> **THE EXERCISE**
Lines from the one containing "like (591, 86)." through the last line of the data are to be repeated word for word, both ends included.

START WORKING DATA

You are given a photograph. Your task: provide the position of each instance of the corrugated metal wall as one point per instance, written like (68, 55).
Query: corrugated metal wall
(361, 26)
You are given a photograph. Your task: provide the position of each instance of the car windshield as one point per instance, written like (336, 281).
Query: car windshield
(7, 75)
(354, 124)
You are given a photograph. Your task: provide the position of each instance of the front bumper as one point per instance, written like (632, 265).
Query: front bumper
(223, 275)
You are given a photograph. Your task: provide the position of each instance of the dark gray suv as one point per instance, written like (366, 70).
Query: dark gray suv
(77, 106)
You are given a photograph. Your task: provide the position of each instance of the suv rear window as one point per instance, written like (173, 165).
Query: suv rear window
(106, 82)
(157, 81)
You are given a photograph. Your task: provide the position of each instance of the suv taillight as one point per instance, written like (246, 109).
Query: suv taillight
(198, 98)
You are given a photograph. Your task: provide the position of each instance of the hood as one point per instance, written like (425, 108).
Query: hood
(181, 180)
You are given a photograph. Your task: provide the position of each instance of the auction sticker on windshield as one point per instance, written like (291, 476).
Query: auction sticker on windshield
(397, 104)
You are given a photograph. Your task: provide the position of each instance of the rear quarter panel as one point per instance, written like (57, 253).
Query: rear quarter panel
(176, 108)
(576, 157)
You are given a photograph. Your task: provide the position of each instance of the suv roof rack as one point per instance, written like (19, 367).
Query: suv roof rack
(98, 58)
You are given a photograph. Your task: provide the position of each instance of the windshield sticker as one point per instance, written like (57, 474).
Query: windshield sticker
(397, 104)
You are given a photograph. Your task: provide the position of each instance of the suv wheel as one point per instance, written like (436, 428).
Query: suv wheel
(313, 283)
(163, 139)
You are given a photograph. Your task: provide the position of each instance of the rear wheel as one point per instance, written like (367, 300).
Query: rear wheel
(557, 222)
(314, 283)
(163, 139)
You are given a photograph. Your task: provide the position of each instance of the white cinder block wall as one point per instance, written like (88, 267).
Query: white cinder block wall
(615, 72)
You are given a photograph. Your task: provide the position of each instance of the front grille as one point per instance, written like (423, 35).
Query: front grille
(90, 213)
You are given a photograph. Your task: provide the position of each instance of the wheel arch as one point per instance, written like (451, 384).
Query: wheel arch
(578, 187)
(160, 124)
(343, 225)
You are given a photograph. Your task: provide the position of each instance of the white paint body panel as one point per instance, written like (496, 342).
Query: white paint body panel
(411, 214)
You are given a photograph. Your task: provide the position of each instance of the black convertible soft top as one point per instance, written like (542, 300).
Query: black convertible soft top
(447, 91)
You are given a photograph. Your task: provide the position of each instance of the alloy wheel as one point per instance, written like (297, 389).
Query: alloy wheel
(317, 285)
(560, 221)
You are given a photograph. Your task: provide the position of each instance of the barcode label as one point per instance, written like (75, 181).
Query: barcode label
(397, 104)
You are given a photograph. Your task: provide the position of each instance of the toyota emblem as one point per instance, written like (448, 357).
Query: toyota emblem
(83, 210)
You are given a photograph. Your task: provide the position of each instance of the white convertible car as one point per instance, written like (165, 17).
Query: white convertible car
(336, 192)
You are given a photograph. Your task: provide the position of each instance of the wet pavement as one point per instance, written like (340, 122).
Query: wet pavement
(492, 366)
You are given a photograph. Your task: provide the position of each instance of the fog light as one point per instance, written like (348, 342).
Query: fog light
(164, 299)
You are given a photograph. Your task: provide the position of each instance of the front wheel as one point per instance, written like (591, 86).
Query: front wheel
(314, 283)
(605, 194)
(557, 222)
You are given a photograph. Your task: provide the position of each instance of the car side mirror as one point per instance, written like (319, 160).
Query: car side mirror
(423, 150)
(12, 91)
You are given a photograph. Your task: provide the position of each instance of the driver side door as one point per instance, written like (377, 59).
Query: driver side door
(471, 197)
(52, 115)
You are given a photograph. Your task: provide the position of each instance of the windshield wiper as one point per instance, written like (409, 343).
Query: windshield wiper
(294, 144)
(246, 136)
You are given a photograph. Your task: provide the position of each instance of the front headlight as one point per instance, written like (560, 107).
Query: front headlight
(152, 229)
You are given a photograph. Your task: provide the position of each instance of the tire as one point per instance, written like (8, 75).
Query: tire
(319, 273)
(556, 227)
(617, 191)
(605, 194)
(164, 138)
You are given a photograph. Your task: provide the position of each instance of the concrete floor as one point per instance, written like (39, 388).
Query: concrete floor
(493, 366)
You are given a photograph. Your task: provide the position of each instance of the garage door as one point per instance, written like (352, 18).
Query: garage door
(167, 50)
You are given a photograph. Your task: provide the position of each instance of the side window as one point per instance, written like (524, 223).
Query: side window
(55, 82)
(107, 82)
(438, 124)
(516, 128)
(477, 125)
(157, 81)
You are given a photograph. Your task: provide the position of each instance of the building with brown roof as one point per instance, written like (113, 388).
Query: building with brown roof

END WORKING DATA

> **SOLVED EXERCISE**
You are given a photograph. Your task: provide the position of each instance of the front wheel as one point per instance, written like (591, 86).
Query: front wheel
(314, 283)
(605, 194)
(557, 222)
You are given a photograph. Your task: provide the position of each instance of the car side mirror as one point per instance, written like (319, 160).
Query: car side mirror
(423, 150)
(12, 91)
You are given a photograph. Your task: provide the position of each instance of the driver side door as one point per instance, written like (377, 59).
Query: driver side door
(471, 197)
(52, 115)
You are given a photograph. Your task: provide the position of each instance of the windshield wiper as one point per instance, written like (409, 343).
Query: windshield wiper
(294, 144)
(246, 136)
You are given a photograph. Your task: provide the position of each instance of the front headlight as one point per instance, written like (560, 107).
Query: front headlight
(152, 229)
You are given a photograph. Your task: provide the position of each instance of the tire as one point per instance, written like (8, 75).
Query: tire
(319, 273)
(556, 227)
(617, 191)
(605, 194)
(164, 138)
You are given a photograph. Your task: provide the position of each instance of the concrete floor as one point per instance, written like (39, 388).
Query: concrete floor
(493, 366)
You are given a photograph. Your task: provide the position of each instance of the garage door as one point per instance, written like (352, 18).
Query: garage door
(167, 50)
You are given a photograph. Your task: provide the position of each instance of the side window as one point per instance, written like (524, 223).
Query: side window
(55, 82)
(107, 82)
(438, 124)
(516, 128)
(477, 125)
(157, 81)
You are given a photograph. Your task: provide the position of each instance of the building with brown roof as one point per instance, written like (113, 388).
Query: building with brown roof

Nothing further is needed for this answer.